Labeled shape records

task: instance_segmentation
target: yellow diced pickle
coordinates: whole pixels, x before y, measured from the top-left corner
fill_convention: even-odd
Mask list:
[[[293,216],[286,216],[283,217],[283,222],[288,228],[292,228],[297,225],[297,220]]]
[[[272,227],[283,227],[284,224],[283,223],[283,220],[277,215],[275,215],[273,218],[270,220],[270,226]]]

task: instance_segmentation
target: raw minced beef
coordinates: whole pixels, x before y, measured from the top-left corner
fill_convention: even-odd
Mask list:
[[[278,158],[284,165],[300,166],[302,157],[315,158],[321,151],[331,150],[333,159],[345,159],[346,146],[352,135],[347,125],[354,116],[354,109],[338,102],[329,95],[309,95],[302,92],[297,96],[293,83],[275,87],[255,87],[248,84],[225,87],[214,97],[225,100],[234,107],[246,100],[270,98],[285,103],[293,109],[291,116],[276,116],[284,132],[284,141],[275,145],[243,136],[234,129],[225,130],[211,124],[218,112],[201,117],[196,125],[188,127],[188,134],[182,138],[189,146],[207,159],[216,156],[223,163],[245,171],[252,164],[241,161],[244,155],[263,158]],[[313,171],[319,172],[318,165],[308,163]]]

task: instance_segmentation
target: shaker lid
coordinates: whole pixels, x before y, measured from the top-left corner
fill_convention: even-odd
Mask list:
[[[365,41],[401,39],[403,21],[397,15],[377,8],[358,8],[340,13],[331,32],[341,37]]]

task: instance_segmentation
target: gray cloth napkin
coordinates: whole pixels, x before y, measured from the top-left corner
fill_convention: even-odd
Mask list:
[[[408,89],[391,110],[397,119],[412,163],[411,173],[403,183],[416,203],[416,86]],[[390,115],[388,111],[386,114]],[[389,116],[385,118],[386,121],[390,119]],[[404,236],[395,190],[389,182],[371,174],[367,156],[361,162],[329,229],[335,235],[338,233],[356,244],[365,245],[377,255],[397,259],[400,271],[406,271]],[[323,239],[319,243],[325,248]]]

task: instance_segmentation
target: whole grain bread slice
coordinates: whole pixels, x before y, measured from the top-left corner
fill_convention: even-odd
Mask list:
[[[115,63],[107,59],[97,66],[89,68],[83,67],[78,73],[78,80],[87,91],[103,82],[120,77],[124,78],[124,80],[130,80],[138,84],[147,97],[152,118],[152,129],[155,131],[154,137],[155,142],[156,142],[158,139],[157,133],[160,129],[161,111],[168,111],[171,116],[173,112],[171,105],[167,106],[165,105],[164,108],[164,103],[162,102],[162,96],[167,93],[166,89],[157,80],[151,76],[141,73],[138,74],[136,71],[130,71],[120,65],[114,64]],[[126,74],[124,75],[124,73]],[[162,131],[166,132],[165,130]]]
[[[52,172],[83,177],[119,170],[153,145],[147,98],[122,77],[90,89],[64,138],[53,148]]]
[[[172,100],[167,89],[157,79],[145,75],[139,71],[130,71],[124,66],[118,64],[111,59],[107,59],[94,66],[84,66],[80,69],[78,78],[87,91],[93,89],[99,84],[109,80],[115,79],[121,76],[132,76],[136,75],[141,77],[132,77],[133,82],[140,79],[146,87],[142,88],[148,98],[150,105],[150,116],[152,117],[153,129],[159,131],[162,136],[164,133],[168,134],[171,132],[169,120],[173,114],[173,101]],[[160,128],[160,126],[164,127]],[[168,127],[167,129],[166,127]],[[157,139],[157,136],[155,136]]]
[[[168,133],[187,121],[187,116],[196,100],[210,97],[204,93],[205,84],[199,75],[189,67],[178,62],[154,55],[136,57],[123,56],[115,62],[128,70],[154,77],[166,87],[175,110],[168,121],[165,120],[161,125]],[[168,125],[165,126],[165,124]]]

WORK REQUIRED:
Print all of the entries again, exactly as written.

THE RESULT:
task: instance_segmentation
target: yellow diced pickle
coordinates: whole pixels, x before y, measured from the top-left corner
fill_convention: even-odd
Mask list:
[[[293,216],[286,216],[283,217],[283,222],[288,228],[292,228],[297,225],[297,220]]]
[[[272,227],[283,227],[284,224],[283,223],[283,220],[277,215],[275,215],[273,218],[270,220],[270,226]]]

task: instance_segmentation
target: raw minced beef
coordinates: whole pixels, x before y, measured from the top-left corner
fill_convention: even-odd
Mask list:
[[[278,158],[284,165],[300,166],[302,157],[315,158],[321,151],[331,150],[333,159],[345,159],[346,146],[352,135],[347,125],[354,116],[354,109],[338,102],[329,95],[309,95],[302,92],[297,96],[293,83],[275,87],[255,87],[248,84],[225,87],[214,97],[225,100],[234,107],[246,100],[270,98],[285,103],[293,109],[291,116],[276,116],[284,132],[284,141],[275,145],[243,136],[234,129],[225,130],[211,124],[218,112],[201,117],[196,125],[188,127],[188,134],[182,138],[189,146],[207,159],[216,156],[223,163],[245,171],[252,164],[241,161],[244,155],[263,158]],[[313,171],[319,172],[318,165],[308,163]]]

task: instance_segmentation
target: shaker lid
coordinates: whole pixels, x before y, measured from the top-left corner
fill_convention: even-odd
Mask list:
[[[365,41],[401,39],[403,21],[397,15],[377,8],[358,8],[340,13],[331,32],[341,37]]]

task: instance_segmentation
target: gray cloth napkin
coordinates: whole pixels, x before y, measured from the top-left corner
fill_convention: even-odd
Mask list:
[[[408,89],[391,110],[397,119],[412,163],[411,173],[403,183],[416,203],[416,86]],[[390,115],[388,111],[386,114]],[[389,116],[385,118],[386,121],[390,119]],[[404,236],[395,190],[389,182],[371,174],[367,156],[361,162],[329,229],[335,235],[338,233],[356,244],[365,245],[377,255],[397,259],[400,271],[406,271]],[[323,239],[319,243],[325,248]]]

task: instance_segmentation
target: whole grain bread slice
coordinates: whole pixels, x before y, measured from the top-left corner
fill_convention: even-odd
Mask list:
[[[115,63],[107,59],[97,66],[89,68],[83,67],[78,73],[78,80],[87,91],[103,82],[120,77],[124,78],[124,80],[130,80],[138,84],[147,97],[152,118],[152,129],[155,131],[154,137],[155,142],[156,142],[158,139],[157,133],[160,129],[161,111],[168,111],[171,116],[173,112],[171,105],[167,106],[165,105],[164,108],[164,103],[162,102],[162,96],[167,93],[166,89],[157,80],[151,76],[141,73],[138,74],[136,71],[130,71],[120,65],[114,64]],[[126,74],[124,75],[124,73]],[[162,131],[166,132],[165,130]]]
[[[52,172],[83,177],[119,170],[153,145],[147,98],[122,77],[90,89],[64,138],[53,148]]]
[[[172,100],[167,89],[157,79],[145,75],[139,71],[130,71],[124,66],[118,64],[111,59],[107,59],[94,66],[84,66],[80,69],[78,78],[87,91],[93,89],[99,84],[109,80],[115,79],[121,76],[132,76],[136,75],[141,77],[132,77],[133,82],[140,79],[146,87],[142,88],[148,98],[150,105],[150,116],[152,117],[153,129],[159,131],[162,136],[164,133],[168,134],[171,132],[169,120],[173,114],[173,101]],[[160,128],[160,126],[164,127]],[[168,127],[167,129],[166,127]],[[157,139],[157,136],[155,136]]]
[[[168,133],[187,121],[187,116],[196,100],[210,97],[204,93],[205,84],[199,75],[189,67],[178,62],[154,55],[136,57],[123,56],[115,62],[128,70],[154,77],[166,87],[175,110],[168,121],[165,120],[161,125]],[[168,125],[165,126],[165,124]]]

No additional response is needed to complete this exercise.